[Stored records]
☆ ☆ ☆ ☆ ☆
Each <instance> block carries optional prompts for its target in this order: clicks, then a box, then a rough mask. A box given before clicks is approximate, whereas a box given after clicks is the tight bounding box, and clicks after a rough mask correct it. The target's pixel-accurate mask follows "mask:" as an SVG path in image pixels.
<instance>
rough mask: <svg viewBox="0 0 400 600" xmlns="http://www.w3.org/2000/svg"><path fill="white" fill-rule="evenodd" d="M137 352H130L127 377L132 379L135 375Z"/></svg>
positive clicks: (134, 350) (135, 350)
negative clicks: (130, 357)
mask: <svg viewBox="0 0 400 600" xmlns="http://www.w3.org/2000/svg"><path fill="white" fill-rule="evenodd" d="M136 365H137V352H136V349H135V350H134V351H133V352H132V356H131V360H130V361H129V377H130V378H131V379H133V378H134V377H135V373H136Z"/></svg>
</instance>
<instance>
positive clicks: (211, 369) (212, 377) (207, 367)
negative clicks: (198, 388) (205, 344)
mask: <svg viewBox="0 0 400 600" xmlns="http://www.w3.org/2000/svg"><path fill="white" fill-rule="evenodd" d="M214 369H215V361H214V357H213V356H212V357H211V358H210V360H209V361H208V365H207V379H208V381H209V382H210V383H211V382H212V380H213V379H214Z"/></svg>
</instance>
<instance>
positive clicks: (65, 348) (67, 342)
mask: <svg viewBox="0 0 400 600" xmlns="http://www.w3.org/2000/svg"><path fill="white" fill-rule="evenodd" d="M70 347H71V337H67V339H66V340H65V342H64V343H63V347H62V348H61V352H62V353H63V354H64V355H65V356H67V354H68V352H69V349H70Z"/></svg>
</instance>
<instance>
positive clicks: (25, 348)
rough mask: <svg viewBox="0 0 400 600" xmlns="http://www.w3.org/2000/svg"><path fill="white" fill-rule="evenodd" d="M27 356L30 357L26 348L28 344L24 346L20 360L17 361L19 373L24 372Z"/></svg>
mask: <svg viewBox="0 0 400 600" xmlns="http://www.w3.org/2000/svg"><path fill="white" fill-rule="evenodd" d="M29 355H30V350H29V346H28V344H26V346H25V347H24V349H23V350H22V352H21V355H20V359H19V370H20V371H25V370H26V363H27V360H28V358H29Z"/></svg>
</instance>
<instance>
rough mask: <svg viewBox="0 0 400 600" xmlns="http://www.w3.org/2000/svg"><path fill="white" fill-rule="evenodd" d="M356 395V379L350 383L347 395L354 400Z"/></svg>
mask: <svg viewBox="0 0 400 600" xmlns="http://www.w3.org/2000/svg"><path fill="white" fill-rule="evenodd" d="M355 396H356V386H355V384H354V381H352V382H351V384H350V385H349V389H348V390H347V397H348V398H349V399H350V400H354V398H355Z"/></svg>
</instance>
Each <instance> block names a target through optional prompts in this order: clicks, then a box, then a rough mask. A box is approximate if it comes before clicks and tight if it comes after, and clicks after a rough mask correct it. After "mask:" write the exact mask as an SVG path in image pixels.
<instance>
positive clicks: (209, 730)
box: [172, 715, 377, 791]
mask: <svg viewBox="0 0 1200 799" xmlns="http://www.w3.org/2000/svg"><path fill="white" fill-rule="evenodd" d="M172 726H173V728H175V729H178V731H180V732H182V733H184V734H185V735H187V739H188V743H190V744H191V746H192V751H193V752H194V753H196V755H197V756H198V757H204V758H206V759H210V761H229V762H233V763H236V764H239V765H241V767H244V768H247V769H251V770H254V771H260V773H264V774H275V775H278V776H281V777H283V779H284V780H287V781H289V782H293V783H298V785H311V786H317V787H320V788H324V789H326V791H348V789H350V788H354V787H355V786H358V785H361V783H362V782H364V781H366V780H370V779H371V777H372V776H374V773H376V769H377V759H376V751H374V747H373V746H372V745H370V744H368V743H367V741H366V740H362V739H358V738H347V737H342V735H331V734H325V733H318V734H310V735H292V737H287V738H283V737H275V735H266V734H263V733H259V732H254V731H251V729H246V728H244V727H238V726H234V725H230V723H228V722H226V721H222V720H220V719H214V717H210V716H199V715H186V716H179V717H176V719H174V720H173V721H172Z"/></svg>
☆ ☆ ☆ ☆ ☆
_Task prompt_. Copy the entries above exactly, leaving none out.

_Expected answer_.
Each <instance> block carries optional prompts for its target in this order: clicks, then a box, then a rough mask. A box given before clicks is approximate, whereas a box given after clicks is the tight bounding box, and clicks after a rough mask correct it. The target's pixel-accurate mask follows "mask:" as an SVG path in image pixels.
<instance>
rough mask: <svg viewBox="0 0 400 600" xmlns="http://www.w3.org/2000/svg"><path fill="white" fill-rule="evenodd" d="M137 352H130L127 377L132 379L135 375Z"/></svg>
positive clicks: (134, 350) (135, 350)
negative clicks: (130, 357)
mask: <svg viewBox="0 0 400 600" xmlns="http://www.w3.org/2000/svg"><path fill="white" fill-rule="evenodd" d="M136 365H137V352H136V349H135V350H134V351H133V352H132V356H131V360H130V361H129V377H130V378H131V379H133V378H134V377H135V373H136Z"/></svg>
</instance>
<instance>
positive clicks: (211, 369) (212, 377) (207, 367)
negative clicks: (198, 388) (205, 344)
mask: <svg viewBox="0 0 400 600" xmlns="http://www.w3.org/2000/svg"><path fill="white" fill-rule="evenodd" d="M214 369H215V361H214V357H213V356H212V357H211V358H210V360H209V361H208V365H207V379H208V381H209V382H210V383H211V382H212V380H213V379H214Z"/></svg>
</instance>
<instance>
positive clicks: (65, 348) (67, 342)
mask: <svg viewBox="0 0 400 600" xmlns="http://www.w3.org/2000/svg"><path fill="white" fill-rule="evenodd" d="M70 347H71V337H67V339H66V340H65V342H64V343H63V347H62V348H61V352H62V353H63V354H64V355H65V356H67V354H68V352H69V349H70Z"/></svg>
</instance>
<instance>
positive clicks: (25, 348)
rough mask: <svg viewBox="0 0 400 600" xmlns="http://www.w3.org/2000/svg"><path fill="white" fill-rule="evenodd" d="M27 356L30 357L26 348L28 344L24 346L20 360L17 361L19 373L24 372Z"/></svg>
mask: <svg viewBox="0 0 400 600" xmlns="http://www.w3.org/2000/svg"><path fill="white" fill-rule="evenodd" d="M29 355H30V350H29V346H28V344H26V346H25V347H24V349H23V350H22V352H21V355H20V359H19V370H20V371H25V370H26V363H27V360H28V358H29Z"/></svg>
</instance>
<instance>
rough mask: <svg viewBox="0 0 400 600" xmlns="http://www.w3.org/2000/svg"><path fill="white" fill-rule="evenodd" d="M356 395V379L350 383L347 395L354 400Z"/></svg>
mask: <svg viewBox="0 0 400 600" xmlns="http://www.w3.org/2000/svg"><path fill="white" fill-rule="evenodd" d="M355 396H356V386H355V384H354V381H352V382H351V384H350V385H349V389H348V390H347V397H348V398H349V399H350V400H354V398H355Z"/></svg>
</instance>
Each <instance> block names a target through optional prompts in this order: clicks, then a box, then a rough mask. A box is approximate if it comes before clicks and tight if it comes after, and clicks after a rough mask correct it. After "mask:" write the exact mask as an SVG path in image pixels.
<instance>
positive clicks: (209, 730)
box: [172, 715, 377, 791]
mask: <svg viewBox="0 0 1200 799" xmlns="http://www.w3.org/2000/svg"><path fill="white" fill-rule="evenodd" d="M172 726H173V728H175V729H178V731H180V732H182V733H184V734H185V735H187V739H188V743H190V744H191V746H192V751H193V752H194V753H196V755H197V756H198V757H204V758H206V759H210V761H229V762H233V763H236V764H239V765H241V767H244V768H247V769H251V770H254V771H260V773H264V774H275V775H278V776H281V777H283V779H284V780H287V781H289V782H293V783H298V785H311V786H317V787H320V788H324V789H326V791H348V789H350V788H354V787H355V786H358V785H361V783H362V782H364V781H366V780H370V779H371V777H372V776H374V773H376V769H377V759H376V751H374V747H373V746H372V745H370V744H368V743H367V741H366V740H362V739H358V738H347V737H342V735H331V734H325V733H318V734H310V735H292V737H287V738H283V737H275V735H266V734H263V733H259V732H254V731H251V729H246V728H244V727H238V726H234V725H230V723H228V722H226V721H222V720H220V719H214V717H210V716H199V715H186V716H179V717H176V719H174V720H173V721H172Z"/></svg>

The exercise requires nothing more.